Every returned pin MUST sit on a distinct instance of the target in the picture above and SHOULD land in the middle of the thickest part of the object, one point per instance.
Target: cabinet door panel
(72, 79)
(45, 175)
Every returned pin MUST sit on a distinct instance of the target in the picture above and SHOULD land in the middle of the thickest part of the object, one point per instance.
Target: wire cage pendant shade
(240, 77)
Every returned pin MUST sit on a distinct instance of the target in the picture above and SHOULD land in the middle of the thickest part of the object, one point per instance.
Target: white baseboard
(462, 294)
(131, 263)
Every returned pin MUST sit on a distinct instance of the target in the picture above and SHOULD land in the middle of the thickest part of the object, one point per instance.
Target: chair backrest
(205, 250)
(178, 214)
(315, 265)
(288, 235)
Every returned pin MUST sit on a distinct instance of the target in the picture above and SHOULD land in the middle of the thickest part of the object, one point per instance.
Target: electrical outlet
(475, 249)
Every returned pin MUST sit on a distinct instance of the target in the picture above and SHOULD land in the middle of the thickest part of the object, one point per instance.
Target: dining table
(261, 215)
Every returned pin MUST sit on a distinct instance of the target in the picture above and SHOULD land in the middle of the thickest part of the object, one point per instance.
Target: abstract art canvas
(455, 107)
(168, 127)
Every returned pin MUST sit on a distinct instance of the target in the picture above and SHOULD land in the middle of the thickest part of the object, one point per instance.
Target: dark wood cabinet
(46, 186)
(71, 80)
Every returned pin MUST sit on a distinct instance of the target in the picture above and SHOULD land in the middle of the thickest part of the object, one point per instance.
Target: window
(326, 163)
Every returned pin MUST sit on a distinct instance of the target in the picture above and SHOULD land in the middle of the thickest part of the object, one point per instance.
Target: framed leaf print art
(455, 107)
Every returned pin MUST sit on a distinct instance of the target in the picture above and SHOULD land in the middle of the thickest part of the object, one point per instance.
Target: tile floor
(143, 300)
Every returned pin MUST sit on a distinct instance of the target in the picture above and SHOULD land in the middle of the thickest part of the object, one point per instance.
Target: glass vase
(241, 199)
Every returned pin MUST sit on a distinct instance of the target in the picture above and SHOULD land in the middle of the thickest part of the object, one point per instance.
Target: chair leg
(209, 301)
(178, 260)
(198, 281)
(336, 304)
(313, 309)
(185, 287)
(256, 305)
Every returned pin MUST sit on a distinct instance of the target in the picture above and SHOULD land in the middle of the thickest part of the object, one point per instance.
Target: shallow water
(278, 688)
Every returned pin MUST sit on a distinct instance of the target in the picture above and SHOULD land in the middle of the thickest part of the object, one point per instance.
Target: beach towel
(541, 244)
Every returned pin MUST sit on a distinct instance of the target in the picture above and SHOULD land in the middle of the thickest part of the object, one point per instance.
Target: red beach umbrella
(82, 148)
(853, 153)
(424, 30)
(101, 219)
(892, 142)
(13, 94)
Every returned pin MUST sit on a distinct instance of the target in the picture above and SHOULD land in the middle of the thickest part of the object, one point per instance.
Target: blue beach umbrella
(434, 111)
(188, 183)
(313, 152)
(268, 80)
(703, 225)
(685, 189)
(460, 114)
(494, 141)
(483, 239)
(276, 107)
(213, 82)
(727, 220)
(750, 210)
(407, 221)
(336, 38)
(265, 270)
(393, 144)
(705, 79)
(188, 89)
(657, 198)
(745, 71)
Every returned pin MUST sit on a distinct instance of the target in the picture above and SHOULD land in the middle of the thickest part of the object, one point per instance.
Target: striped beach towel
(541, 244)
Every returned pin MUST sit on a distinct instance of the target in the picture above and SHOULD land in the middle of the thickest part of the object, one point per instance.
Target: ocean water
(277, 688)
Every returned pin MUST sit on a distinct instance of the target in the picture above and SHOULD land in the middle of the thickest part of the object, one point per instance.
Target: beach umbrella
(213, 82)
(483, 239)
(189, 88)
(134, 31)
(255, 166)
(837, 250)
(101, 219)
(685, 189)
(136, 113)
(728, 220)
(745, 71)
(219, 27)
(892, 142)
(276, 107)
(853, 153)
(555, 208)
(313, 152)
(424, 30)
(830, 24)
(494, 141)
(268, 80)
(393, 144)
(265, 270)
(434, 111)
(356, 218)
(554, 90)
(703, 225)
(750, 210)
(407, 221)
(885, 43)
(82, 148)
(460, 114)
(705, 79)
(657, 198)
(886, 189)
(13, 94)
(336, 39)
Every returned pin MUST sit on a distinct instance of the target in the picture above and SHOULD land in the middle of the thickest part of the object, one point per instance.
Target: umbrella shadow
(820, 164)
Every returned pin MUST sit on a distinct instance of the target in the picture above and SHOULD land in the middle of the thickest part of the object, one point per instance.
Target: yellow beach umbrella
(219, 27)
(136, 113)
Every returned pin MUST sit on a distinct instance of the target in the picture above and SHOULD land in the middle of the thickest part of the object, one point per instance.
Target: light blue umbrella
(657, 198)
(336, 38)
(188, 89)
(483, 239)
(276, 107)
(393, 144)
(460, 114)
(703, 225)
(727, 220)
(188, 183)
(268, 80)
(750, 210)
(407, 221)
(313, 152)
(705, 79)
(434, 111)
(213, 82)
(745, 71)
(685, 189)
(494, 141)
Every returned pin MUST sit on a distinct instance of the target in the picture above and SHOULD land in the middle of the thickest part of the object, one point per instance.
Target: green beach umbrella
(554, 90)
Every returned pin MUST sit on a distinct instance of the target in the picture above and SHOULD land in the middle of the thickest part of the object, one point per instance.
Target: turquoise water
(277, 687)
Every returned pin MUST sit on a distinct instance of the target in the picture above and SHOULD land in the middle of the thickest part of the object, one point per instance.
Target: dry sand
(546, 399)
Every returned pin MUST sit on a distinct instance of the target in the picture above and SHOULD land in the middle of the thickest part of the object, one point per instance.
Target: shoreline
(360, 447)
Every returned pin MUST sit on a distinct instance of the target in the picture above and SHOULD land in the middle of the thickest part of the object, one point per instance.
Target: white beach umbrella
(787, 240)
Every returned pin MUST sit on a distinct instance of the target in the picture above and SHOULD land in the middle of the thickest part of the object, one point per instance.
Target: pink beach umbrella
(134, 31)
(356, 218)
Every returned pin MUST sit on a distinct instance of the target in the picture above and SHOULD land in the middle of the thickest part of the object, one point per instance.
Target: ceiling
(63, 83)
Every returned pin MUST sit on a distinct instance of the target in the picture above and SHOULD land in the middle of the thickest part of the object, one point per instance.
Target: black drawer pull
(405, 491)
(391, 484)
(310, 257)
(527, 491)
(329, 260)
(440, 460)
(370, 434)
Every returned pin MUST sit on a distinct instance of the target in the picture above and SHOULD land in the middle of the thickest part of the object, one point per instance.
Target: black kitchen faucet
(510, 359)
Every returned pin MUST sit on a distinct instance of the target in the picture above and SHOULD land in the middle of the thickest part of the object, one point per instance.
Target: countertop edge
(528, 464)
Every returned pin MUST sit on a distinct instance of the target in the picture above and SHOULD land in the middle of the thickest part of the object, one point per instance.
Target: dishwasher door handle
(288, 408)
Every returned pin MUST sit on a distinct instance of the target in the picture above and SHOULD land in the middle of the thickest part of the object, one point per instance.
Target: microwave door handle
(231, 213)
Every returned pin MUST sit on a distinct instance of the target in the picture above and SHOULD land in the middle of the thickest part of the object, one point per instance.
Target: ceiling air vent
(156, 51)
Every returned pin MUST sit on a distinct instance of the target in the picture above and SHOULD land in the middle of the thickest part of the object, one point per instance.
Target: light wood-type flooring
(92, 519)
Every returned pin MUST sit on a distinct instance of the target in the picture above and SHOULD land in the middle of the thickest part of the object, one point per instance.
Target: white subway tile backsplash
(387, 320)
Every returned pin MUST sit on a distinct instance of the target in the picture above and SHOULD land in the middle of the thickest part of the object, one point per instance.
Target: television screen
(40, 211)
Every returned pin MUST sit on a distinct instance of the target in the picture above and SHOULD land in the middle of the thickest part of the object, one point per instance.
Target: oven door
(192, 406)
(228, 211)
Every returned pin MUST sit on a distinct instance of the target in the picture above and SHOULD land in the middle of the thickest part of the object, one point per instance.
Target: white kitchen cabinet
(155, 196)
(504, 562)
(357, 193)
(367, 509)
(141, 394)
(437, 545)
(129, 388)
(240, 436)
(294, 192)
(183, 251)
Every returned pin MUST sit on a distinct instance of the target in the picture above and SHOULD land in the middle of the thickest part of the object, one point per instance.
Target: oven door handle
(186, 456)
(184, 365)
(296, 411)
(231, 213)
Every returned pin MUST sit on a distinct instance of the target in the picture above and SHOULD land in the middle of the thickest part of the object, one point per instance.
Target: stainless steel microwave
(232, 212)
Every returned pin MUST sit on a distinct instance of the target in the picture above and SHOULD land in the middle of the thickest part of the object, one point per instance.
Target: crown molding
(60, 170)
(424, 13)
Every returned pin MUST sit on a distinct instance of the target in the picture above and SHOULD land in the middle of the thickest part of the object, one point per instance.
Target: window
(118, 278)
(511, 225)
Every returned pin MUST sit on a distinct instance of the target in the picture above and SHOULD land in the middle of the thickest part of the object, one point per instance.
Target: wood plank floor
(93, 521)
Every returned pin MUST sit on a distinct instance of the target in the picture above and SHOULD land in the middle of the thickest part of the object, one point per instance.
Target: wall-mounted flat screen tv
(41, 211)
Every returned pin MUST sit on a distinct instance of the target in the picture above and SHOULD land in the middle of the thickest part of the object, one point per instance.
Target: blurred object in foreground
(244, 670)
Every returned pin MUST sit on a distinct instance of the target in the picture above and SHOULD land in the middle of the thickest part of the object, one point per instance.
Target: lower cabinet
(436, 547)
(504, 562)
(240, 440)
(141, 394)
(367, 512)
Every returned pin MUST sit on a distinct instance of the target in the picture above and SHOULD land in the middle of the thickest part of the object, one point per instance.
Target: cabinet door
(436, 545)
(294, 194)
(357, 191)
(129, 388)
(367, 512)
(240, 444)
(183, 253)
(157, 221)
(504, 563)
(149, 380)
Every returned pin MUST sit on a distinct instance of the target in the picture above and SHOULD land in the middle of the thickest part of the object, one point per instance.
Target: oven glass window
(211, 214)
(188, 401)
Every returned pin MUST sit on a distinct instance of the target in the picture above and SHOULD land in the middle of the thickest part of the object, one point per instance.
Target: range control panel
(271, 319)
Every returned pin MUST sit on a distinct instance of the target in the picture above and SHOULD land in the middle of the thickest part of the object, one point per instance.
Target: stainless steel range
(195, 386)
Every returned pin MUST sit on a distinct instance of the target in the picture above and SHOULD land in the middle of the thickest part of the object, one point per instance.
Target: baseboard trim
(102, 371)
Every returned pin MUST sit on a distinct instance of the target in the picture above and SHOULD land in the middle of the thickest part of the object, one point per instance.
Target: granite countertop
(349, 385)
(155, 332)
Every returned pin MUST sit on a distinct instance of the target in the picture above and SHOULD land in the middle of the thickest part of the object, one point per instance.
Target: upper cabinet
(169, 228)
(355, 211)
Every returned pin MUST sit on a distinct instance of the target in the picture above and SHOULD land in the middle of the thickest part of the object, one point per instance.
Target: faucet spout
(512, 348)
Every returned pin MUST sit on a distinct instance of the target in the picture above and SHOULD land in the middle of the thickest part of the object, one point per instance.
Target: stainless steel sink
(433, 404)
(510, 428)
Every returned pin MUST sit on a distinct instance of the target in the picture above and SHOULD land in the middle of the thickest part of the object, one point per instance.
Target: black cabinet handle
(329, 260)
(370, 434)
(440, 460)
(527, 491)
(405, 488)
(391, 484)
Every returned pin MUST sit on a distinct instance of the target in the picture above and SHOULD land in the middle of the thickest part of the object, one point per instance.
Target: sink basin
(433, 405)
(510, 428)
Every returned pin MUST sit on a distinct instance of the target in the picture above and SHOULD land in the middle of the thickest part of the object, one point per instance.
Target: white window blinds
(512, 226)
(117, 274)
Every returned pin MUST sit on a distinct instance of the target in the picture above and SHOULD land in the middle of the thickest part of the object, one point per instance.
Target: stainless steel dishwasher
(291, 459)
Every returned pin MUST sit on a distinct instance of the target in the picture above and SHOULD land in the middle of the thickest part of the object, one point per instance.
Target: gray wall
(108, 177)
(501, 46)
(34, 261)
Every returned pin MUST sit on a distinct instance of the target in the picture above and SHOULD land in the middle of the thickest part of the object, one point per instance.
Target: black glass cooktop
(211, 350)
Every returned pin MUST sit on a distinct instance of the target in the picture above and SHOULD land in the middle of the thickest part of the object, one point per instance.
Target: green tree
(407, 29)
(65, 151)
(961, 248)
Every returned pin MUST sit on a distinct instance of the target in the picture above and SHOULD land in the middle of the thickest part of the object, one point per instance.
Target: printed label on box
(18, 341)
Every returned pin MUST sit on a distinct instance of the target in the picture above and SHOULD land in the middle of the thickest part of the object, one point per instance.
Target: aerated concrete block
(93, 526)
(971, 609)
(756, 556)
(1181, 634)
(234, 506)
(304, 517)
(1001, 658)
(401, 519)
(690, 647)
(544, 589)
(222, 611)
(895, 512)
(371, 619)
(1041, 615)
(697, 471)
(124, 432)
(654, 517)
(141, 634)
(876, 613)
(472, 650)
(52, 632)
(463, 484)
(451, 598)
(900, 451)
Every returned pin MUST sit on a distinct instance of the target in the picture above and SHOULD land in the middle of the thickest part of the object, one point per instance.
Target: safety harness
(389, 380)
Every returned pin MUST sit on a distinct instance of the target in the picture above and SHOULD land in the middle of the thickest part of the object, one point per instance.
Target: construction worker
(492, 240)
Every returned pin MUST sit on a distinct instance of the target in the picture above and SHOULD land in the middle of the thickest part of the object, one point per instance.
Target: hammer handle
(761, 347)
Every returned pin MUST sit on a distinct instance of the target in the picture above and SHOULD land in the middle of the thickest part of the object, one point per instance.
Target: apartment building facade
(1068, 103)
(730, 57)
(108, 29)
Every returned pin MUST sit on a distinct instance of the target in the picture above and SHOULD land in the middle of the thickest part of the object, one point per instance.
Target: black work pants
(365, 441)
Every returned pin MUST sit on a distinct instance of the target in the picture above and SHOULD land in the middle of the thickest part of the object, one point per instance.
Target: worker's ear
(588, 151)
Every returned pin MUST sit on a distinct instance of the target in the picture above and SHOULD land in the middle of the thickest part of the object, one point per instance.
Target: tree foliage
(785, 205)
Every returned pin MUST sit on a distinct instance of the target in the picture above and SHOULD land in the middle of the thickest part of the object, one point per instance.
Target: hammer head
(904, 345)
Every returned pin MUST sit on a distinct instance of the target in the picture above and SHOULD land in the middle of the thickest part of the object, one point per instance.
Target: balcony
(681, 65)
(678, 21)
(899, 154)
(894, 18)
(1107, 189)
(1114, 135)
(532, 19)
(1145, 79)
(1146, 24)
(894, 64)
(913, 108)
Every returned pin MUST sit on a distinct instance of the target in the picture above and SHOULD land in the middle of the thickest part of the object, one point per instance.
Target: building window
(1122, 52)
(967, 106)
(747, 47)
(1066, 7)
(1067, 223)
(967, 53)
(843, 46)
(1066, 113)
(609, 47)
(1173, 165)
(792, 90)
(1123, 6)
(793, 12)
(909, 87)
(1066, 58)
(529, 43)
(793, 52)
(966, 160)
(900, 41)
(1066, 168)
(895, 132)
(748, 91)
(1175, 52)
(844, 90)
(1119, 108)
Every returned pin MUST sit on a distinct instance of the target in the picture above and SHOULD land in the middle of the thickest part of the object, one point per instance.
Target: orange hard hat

-*-*-

Set down, exactly and in full, the lines from the one containing "Target: building window" through the end of the entries; no other line belongs.

Target: building window
(1122, 52)
(967, 106)
(747, 47)
(1066, 7)
(1067, 223)
(967, 53)
(843, 46)
(1066, 113)
(609, 47)
(1173, 165)
(792, 90)
(1123, 6)
(793, 12)
(909, 87)
(1066, 58)
(529, 43)
(793, 52)
(966, 160)
(900, 41)
(1066, 168)
(895, 132)
(748, 91)
(1175, 52)
(844, 90)
(1119, 108)
Every returned pin MUST sit on a distinct instance of the target in the picture above and SHOULD land in the middle of the thickest part of the object, one point per instance.
Target: orange hard hat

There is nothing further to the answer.